Aufgabenstellung →
Setzen Sie den Bericht über das Podium zur Bürgerforschung an Hochschulen im Anschluss an seinen letzten Satz fort.

Vorliegender Textauszug →
▬▬▬▬▬▬

Das Panel „Bürgerforschung auf Augenhöhe: was Hochschulen können und dafür brauchen“

Eigentlich war das Panel „Bürgerforschung auf Augenhöhe: was Hochschulen können und dafür brauchen“ schon ausgebucht, doch als Gastbloggerin konnte ich noch einen Platz ergattern. Und so suche ich mir am Freitagmorgen einen Stuhl in der ersten Reihe, ausgestattet mit Schreibblock und Kuli. Anderthalb Stunden später raucht mein Kopf und der Block ist bis auf die letzte Pappseite beschrieben. 

Citizen Science als Third-Mission-Aktivität

Auf dem Podium sitzen Prof. Dr. Martin Hamer (Hochschule Bonn-Rhein-Sieg), Dr. Daniel Ludwig (Uni Vechta), Carsten Schröder (FH Münster) und Norbert Steinhaus (WILA Bonn). Durch die Diskussion führt Brigitte Peter (WILA Bonn). In der Eröffnungsrunde war spannend zu sehen, was die einzelnen Institutionen bereits im Bereich Citizen Science machen. So erläuterte Hamer, dass  sich die Hochschule Bonn-Rhein-Sieg für die Bürger im sogenannten „Campus to World“ öffne und dabei auch die Fachbereiche mit einbeziehe. Thematisch gehe es v.a. um Nachhaltigkeit im urbanen Umfeld. So sind die Bürger*innen z.B. aufgefordert, Proben aus ihren Gärten abzugeben, anhand derer erforscht werden soll, wie die Biodiversität erhöht werden könne. Diese Aktivitäten seien auch vor dem Hintergrund zu sehen, dass sich die Hochschulen in einem kompetitiven Umfeld bewegen und Third-Mission-Aktivitäten, also ergänzendes Engagement neben Forschung und Lehre, eine Möglichkeit zur Profilierung bieten.

▬▬▬▬▬▬

Bereitgestellte Daten →
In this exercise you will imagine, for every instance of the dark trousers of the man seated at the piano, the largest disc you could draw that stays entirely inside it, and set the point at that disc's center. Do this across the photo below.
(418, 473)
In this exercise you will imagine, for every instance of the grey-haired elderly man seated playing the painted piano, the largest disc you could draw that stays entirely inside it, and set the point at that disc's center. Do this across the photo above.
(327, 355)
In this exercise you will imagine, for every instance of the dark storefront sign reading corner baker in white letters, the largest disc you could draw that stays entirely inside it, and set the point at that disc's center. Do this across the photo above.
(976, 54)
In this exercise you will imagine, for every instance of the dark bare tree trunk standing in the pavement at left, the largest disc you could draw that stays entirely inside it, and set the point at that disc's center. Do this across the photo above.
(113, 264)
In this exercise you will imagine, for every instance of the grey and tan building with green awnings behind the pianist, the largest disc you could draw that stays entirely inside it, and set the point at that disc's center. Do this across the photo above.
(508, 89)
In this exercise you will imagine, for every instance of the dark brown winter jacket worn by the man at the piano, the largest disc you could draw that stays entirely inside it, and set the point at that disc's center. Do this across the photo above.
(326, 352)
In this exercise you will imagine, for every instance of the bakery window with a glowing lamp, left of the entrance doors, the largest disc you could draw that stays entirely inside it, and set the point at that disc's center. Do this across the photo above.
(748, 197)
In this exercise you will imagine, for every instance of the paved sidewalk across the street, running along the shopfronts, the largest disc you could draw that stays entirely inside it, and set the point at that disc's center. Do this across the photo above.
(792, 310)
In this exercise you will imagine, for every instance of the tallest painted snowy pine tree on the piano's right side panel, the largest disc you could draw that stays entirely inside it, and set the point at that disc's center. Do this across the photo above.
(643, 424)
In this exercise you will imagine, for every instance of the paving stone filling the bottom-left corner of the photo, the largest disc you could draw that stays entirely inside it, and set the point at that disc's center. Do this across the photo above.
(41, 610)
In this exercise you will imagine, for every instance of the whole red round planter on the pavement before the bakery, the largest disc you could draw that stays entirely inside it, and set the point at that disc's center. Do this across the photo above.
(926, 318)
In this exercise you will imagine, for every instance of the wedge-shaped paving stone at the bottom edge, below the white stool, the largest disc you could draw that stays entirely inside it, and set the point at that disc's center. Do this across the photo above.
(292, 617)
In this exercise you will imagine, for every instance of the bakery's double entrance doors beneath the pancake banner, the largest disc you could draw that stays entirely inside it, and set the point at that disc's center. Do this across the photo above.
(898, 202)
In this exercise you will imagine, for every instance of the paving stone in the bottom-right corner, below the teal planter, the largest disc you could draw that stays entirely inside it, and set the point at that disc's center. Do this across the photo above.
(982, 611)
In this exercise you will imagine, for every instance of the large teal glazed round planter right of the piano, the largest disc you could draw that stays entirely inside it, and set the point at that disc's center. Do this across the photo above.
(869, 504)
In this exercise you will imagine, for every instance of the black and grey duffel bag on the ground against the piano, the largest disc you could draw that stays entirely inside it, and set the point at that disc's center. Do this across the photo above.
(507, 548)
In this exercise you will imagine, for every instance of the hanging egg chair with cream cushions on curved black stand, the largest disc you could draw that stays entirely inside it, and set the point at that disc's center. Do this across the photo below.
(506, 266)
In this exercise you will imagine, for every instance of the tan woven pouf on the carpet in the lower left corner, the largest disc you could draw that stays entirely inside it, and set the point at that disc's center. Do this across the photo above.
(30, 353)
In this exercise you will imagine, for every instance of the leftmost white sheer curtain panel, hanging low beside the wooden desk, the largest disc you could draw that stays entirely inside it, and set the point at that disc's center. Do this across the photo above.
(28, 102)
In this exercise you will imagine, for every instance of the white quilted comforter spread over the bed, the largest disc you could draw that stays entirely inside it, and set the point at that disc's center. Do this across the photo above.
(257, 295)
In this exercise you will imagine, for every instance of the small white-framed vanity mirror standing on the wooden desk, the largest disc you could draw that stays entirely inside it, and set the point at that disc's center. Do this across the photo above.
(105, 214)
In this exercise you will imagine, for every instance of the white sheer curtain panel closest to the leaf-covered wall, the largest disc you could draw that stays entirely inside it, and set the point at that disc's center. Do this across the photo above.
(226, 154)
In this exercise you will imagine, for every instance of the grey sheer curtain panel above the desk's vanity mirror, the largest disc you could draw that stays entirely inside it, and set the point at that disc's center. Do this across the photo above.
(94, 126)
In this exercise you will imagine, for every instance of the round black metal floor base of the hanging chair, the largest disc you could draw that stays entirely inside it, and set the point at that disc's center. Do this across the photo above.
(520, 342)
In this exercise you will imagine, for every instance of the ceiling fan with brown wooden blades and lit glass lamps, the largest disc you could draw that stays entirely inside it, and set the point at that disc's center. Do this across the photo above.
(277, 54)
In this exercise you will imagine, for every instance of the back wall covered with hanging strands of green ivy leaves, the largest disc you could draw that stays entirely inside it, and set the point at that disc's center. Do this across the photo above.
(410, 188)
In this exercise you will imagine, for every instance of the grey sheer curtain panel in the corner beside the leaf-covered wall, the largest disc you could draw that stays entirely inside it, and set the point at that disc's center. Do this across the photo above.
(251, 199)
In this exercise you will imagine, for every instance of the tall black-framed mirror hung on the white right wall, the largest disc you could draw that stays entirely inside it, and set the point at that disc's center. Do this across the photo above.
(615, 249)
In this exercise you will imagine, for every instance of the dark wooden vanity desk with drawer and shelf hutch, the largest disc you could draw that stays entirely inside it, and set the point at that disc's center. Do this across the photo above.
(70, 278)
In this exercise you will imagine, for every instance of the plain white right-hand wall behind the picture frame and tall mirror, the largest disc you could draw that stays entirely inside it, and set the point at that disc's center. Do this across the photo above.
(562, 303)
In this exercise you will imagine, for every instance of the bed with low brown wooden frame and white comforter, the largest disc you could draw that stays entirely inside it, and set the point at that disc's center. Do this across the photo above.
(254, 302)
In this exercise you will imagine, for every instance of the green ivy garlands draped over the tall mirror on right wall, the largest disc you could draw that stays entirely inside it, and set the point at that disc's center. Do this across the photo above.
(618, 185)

▬▬▬▬▬▬

Lösung →
Die Vorstellung von Carsten Schröder von der FH Münster schließt daran an: „Wir haben immer schon ganz viel Third Mission gemacht – wir haben es nur nicht so genannt!“ Jetzt gehe es vor allem darum, diese Aktivitäten, die auch Teil der Transferstrategie seien, unter dem Claim „science to business to society“ auch sichtbar zu machen. Im Projekt „münster.land.leben“ etwa, das die Gesundheitsversorgung im Münsterland erforsche, partizipieren bereits viele Bürger*innen und Einrichtungen. Am Forschungsprozess selbst seien sie allerdings (noch?) nicht beteiligt.

Wie kann gemeinsames Forschen gelingen?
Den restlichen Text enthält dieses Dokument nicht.